→ **Work task**
Find every line in the records below that holds the word "foliage", and copy it out.

(Excerpts from a dataset)
>>>

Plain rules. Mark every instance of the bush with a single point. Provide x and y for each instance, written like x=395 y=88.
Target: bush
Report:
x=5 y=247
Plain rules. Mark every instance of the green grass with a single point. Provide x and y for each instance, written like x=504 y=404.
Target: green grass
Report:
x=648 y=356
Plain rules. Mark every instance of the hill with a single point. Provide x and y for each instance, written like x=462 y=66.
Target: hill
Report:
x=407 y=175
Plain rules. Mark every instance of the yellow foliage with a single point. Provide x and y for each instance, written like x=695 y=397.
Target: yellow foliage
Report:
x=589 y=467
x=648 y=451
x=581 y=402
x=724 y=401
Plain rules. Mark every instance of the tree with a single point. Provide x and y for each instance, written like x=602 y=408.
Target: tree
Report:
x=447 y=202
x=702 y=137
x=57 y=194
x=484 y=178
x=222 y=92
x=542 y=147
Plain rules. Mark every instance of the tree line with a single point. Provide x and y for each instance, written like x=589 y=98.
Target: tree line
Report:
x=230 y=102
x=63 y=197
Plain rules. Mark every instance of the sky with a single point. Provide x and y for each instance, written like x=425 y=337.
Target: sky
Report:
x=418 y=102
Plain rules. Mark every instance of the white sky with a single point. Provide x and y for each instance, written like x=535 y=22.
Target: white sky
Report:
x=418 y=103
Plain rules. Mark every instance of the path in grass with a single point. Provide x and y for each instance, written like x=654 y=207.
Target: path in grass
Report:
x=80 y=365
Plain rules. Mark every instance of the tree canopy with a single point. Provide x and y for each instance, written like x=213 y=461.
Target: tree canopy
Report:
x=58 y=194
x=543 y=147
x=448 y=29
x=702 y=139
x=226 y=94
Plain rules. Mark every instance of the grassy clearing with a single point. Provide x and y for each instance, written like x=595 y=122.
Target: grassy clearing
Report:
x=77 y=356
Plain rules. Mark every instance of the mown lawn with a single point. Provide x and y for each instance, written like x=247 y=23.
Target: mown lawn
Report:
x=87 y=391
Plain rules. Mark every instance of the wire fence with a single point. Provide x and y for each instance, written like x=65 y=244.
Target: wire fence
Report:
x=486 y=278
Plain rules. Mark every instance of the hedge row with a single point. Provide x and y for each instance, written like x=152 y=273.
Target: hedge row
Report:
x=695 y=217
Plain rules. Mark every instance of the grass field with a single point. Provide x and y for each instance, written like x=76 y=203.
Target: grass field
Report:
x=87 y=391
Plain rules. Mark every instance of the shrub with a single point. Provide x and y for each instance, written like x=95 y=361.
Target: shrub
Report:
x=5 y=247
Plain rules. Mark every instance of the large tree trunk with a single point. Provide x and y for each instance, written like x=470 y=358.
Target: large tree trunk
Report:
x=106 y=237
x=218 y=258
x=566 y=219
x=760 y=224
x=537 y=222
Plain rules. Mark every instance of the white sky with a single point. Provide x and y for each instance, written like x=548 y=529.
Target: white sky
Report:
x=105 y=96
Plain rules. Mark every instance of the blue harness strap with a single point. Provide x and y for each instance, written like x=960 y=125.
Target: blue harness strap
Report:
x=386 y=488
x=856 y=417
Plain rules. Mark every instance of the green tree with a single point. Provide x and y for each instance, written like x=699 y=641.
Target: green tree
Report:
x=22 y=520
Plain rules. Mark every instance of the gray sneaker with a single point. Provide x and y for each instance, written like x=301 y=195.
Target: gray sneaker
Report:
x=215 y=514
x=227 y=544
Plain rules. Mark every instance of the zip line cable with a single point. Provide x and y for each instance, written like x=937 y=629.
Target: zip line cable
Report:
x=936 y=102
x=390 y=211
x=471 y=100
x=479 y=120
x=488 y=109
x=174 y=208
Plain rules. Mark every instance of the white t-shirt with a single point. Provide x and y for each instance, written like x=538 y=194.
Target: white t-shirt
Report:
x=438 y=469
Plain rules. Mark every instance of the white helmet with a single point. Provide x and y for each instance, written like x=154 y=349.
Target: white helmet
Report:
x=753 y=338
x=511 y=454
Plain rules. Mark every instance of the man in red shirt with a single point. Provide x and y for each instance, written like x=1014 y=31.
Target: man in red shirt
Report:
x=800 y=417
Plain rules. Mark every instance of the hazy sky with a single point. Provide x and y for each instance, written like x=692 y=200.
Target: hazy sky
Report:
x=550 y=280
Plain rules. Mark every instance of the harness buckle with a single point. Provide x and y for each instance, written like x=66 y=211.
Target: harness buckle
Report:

<<<

→ **Answer**
Plain rules. Mark every instance of the yellow foliage with a single point. Provide x and y for each instance, written like x=695 y=397.
Target: yellow foliage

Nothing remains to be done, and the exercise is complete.